Task directions> Which lines in the material below contain the word "sign"? Copy each of those lines in full, matching case exactly.

Input for this task>

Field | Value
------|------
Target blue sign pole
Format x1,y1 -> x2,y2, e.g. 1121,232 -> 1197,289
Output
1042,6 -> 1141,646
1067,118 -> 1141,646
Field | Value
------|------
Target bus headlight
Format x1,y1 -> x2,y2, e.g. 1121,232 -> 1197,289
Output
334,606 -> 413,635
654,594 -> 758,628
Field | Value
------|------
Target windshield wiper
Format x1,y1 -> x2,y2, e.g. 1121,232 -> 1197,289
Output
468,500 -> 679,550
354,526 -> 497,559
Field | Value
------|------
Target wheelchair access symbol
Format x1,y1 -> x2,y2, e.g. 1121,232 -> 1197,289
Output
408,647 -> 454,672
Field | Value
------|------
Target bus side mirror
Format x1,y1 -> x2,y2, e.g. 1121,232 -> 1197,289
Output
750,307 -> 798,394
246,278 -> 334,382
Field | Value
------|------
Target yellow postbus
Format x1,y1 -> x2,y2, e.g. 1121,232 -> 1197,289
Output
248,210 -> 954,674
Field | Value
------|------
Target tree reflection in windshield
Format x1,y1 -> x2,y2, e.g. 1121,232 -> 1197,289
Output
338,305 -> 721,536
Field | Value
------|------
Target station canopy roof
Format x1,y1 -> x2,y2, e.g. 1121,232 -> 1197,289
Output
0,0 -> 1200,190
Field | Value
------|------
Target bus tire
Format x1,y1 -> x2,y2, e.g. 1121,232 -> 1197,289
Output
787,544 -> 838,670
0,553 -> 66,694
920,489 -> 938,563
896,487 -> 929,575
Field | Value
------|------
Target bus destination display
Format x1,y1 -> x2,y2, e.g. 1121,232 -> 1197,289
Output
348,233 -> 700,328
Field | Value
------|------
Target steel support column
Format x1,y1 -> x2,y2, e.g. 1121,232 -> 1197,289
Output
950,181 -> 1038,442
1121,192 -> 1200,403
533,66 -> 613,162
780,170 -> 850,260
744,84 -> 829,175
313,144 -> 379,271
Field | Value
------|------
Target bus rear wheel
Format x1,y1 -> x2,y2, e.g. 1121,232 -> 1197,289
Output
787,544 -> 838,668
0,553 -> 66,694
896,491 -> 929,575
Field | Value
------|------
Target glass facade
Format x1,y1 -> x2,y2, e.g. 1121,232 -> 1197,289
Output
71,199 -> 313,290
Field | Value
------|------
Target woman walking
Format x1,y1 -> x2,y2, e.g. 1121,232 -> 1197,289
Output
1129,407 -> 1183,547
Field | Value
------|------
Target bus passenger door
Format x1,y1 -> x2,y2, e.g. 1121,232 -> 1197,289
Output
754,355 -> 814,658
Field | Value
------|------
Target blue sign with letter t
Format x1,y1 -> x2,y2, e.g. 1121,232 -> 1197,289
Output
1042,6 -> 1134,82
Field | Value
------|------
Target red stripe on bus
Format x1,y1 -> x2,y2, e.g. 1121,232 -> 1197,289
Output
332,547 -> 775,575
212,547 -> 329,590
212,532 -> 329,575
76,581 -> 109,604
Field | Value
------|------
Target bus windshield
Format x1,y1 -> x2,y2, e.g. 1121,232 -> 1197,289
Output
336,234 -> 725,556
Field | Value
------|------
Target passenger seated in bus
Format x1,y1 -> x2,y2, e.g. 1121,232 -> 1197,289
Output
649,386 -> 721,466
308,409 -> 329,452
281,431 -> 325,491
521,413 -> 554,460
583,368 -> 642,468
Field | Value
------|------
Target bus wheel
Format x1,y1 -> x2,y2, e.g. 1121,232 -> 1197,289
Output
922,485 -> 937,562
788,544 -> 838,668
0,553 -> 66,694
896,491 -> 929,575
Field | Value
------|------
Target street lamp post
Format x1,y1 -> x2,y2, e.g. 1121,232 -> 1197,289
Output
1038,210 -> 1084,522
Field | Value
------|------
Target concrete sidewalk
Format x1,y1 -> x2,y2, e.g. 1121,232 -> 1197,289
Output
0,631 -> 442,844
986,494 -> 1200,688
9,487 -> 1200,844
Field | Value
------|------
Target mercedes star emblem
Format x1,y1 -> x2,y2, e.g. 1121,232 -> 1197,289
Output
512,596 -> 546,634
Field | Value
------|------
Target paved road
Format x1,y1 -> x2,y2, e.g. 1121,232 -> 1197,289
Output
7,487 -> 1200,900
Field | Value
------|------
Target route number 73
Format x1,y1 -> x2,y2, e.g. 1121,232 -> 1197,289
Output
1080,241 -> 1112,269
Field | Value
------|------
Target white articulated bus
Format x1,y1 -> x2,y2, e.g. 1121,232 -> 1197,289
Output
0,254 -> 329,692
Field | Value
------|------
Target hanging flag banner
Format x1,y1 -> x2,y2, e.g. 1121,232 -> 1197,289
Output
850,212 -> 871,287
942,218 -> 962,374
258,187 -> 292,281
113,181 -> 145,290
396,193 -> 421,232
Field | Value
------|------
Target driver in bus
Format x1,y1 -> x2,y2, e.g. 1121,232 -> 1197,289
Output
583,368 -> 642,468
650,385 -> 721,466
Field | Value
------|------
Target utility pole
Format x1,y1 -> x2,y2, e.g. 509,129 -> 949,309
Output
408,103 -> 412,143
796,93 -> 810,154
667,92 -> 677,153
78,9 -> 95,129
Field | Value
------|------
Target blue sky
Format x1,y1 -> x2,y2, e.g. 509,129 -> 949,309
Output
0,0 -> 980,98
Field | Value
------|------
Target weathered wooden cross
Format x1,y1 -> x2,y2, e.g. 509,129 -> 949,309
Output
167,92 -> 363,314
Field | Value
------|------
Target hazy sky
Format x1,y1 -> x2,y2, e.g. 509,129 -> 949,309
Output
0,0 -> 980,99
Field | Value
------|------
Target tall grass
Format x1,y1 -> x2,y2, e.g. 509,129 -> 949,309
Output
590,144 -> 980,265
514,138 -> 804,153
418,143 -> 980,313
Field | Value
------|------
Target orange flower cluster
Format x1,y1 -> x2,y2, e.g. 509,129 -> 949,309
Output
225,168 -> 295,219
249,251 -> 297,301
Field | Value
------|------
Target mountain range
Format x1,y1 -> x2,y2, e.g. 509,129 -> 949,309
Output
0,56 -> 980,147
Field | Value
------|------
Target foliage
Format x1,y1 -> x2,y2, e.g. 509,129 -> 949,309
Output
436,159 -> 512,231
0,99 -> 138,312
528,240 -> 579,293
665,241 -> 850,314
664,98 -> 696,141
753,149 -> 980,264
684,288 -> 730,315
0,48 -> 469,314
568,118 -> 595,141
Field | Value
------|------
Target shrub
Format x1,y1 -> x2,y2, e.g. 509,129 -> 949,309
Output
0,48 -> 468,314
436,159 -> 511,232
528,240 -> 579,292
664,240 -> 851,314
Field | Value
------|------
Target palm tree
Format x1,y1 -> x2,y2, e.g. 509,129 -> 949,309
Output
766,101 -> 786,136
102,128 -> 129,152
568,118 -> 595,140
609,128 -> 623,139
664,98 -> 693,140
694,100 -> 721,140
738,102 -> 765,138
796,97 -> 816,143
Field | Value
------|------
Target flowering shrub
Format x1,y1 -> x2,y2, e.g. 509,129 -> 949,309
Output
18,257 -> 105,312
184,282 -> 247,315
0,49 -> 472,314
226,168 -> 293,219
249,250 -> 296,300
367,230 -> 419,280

Written response>
Target blue sign pole
Target blue sign with letter t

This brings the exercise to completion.